→ AIM
Recast the records below as a Markdown table with the columns Number and Text. Begin at the first line, end with the line containing "pixel 594 419" (include it), and leave out any blank lines.
■ ■ ■
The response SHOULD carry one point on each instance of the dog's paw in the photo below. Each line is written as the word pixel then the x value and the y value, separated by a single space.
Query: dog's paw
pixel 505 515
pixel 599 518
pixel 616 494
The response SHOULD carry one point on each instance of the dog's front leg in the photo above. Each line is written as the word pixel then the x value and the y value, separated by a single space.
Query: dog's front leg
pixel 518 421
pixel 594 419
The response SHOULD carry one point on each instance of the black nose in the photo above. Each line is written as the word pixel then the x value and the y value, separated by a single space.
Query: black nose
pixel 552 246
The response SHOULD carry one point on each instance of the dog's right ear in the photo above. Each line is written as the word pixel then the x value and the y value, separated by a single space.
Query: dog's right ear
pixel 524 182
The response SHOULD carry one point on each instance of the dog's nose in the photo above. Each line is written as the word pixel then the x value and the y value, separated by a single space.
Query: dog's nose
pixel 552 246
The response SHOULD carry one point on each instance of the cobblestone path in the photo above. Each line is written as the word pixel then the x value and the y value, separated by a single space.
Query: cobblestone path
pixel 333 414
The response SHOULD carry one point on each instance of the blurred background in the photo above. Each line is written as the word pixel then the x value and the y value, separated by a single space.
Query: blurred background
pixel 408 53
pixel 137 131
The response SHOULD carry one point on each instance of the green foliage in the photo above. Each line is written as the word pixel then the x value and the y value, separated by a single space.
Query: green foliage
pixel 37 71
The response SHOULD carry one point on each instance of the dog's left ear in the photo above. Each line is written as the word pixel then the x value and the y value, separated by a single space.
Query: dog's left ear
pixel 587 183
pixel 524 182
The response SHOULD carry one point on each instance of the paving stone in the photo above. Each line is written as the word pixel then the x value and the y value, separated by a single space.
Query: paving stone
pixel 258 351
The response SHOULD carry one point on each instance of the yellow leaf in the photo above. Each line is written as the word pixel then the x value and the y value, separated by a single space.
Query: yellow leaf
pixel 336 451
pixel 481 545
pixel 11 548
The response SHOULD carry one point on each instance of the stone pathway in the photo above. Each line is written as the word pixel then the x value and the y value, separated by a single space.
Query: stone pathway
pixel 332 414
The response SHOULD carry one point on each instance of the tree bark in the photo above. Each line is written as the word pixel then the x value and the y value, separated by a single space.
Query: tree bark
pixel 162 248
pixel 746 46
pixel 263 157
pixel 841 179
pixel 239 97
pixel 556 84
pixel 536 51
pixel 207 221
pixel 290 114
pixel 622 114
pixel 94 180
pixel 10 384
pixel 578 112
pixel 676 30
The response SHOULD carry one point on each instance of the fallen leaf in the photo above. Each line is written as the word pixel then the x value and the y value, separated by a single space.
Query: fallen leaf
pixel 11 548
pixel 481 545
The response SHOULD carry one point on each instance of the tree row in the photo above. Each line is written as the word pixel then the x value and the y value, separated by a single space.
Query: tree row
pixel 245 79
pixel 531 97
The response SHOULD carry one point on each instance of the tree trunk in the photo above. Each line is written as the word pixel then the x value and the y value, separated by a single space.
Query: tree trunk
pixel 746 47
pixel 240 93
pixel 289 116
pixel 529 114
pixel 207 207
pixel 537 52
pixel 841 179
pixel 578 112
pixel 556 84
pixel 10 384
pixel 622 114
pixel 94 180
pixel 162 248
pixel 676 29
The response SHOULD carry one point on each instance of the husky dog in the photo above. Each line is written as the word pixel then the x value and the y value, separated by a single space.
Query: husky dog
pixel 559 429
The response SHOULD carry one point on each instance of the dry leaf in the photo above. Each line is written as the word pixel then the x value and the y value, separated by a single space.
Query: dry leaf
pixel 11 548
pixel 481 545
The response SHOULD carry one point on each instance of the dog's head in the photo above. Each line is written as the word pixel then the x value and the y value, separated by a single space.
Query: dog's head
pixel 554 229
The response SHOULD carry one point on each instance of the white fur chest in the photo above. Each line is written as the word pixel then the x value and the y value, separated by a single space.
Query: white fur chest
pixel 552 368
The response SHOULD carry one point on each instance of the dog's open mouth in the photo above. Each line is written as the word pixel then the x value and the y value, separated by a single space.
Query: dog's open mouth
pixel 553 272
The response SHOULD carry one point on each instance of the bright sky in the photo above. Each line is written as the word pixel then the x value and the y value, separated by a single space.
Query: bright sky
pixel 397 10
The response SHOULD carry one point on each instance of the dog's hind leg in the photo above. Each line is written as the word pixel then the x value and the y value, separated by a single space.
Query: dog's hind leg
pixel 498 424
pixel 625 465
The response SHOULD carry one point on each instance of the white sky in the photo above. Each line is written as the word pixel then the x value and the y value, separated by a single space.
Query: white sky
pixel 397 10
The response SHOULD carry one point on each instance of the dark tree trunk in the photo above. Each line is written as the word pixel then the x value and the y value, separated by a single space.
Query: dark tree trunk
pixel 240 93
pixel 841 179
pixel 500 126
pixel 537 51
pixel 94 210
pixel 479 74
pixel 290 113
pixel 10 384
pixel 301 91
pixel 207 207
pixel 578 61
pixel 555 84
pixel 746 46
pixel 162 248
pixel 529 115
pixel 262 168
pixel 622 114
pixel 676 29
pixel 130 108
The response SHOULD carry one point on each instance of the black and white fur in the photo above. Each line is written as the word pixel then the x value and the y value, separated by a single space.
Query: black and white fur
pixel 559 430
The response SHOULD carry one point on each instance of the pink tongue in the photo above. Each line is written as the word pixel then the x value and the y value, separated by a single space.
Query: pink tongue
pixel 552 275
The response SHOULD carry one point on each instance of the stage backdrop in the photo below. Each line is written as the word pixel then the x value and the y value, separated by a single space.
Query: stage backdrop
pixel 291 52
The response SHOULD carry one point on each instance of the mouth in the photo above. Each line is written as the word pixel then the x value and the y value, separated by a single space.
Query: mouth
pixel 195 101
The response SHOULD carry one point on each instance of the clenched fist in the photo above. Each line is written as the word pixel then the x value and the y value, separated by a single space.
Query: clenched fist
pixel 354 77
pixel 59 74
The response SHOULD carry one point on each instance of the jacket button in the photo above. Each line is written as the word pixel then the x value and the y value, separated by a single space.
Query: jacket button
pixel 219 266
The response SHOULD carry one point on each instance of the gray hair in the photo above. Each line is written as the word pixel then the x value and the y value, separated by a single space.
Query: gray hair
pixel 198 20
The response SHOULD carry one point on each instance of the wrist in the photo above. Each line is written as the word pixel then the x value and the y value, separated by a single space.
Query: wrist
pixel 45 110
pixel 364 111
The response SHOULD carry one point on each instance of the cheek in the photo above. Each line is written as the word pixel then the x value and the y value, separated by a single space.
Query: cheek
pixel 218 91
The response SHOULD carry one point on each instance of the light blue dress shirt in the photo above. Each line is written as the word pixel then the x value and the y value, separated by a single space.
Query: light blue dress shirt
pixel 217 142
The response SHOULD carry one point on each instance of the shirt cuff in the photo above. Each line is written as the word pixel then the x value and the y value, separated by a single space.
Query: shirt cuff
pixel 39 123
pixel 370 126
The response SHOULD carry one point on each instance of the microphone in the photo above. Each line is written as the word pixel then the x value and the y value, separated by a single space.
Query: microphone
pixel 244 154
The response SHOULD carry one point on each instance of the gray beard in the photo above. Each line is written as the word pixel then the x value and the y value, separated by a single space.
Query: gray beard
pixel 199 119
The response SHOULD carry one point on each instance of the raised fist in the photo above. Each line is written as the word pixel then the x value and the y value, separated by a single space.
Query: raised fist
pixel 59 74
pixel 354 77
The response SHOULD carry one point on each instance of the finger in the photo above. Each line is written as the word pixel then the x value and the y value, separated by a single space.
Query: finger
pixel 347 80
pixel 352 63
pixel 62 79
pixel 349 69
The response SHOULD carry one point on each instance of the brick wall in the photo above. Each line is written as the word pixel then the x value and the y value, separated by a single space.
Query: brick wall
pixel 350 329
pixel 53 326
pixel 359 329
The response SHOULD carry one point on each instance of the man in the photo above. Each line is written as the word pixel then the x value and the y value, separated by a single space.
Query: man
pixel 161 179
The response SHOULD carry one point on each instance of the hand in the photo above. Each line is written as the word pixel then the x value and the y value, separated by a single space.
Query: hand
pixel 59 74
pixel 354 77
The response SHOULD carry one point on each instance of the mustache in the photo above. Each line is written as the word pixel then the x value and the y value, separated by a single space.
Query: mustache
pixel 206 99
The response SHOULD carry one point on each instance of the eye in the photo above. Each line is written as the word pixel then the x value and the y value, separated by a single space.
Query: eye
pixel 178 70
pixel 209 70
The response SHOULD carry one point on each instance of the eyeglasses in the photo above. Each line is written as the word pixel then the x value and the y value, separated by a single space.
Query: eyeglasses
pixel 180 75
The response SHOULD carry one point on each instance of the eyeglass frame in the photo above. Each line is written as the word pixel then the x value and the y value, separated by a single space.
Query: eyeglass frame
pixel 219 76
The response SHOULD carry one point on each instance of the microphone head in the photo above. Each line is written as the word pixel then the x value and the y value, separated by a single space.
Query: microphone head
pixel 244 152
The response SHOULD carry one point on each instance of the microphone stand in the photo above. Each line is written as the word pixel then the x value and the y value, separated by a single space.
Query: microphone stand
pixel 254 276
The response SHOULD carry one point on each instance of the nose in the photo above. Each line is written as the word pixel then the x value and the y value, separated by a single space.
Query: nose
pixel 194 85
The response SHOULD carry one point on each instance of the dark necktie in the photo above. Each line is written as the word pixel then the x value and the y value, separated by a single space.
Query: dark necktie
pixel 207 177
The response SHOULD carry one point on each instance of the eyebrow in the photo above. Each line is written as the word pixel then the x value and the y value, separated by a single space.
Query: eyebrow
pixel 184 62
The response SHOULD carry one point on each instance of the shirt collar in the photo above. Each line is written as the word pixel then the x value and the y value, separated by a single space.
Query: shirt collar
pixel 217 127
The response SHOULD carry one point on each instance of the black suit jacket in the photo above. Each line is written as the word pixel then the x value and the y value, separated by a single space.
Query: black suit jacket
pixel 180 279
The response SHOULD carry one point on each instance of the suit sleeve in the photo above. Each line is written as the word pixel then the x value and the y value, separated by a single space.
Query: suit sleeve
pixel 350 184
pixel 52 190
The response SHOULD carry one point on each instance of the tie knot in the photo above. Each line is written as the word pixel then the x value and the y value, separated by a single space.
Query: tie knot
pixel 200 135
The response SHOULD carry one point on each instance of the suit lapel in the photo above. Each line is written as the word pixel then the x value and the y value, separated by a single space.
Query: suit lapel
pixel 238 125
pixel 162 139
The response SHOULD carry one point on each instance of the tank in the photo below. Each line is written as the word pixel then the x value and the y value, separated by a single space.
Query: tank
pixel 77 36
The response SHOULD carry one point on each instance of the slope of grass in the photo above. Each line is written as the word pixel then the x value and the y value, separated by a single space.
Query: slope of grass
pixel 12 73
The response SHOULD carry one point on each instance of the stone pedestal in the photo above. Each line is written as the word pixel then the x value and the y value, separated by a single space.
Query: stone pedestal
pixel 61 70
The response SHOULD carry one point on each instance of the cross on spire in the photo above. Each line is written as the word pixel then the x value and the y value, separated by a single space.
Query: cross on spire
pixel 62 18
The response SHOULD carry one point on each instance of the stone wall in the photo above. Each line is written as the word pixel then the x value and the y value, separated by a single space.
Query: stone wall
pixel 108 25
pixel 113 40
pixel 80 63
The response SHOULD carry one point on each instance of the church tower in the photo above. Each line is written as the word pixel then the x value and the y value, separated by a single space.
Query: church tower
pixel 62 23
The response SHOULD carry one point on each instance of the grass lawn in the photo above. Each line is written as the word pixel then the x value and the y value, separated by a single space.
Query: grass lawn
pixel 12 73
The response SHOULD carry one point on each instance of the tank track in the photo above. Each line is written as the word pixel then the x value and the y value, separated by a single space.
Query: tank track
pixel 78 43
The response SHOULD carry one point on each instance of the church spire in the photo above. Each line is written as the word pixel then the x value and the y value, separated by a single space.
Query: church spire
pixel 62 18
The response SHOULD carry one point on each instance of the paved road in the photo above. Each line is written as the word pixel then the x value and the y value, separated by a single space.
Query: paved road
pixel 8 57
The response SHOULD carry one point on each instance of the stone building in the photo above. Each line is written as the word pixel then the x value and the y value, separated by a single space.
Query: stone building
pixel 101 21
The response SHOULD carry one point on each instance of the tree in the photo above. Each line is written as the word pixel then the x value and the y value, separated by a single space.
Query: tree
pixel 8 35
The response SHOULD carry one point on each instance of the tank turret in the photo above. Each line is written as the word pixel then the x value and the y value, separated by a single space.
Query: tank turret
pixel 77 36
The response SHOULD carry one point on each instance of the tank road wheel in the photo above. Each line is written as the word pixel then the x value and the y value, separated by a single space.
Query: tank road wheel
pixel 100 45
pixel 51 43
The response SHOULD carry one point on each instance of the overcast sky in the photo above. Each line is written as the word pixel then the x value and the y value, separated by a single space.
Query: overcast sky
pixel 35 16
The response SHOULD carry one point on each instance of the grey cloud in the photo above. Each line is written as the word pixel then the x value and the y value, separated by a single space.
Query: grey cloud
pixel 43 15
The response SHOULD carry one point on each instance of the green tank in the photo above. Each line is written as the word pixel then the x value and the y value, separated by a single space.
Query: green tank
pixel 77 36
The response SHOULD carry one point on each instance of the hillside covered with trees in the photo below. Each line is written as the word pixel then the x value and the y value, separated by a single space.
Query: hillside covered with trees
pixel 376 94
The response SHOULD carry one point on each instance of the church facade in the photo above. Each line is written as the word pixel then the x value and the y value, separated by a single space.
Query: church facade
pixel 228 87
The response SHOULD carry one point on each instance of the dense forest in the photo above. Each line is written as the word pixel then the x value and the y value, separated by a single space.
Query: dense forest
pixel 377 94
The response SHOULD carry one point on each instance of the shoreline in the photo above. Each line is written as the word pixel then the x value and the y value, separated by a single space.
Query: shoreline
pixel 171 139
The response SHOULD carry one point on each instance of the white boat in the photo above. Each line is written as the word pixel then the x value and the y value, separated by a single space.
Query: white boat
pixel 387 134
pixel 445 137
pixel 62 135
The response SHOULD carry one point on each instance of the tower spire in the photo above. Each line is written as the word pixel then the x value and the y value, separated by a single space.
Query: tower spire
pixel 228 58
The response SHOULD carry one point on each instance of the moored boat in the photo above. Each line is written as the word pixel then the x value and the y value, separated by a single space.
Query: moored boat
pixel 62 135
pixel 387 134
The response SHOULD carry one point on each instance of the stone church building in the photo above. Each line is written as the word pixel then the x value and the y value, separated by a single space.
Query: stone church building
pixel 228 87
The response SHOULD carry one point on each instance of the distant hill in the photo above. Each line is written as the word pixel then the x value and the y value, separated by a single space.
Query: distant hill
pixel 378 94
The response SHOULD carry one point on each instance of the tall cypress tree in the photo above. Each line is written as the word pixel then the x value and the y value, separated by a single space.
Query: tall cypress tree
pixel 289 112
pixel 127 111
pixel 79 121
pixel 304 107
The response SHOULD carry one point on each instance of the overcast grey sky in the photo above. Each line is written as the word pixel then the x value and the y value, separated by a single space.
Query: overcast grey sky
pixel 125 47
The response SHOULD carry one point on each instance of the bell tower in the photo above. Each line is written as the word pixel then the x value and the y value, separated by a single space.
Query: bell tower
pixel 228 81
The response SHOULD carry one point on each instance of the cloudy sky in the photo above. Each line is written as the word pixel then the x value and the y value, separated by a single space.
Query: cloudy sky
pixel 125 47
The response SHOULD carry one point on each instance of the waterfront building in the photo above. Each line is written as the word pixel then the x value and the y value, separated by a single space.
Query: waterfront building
■ ■ ■
→ FULL OUTPUT
| Number | Text |
|---|---|
| 1 | The response SHOULD carry one point on each instance of the dog's paw in the photo below. Each line is written as the word pixel then the x value and the y value, separated by a single space. |
| 2 | Query: dog's paw |
| 3 | pixel 505 515 |
| 4 | pixel 599 518 |
| 5 | pixel 616 494 |
| 6 | The response SHOULD carry one point on each instance of the dog's front leg in the photo above. Each line is written as the word pixel then the x value and the y value, separated by a single space. |
| 7 | Query: dog's front leg |
| 8 | pixel 518 421 |
| 9 | pixel 594 419 |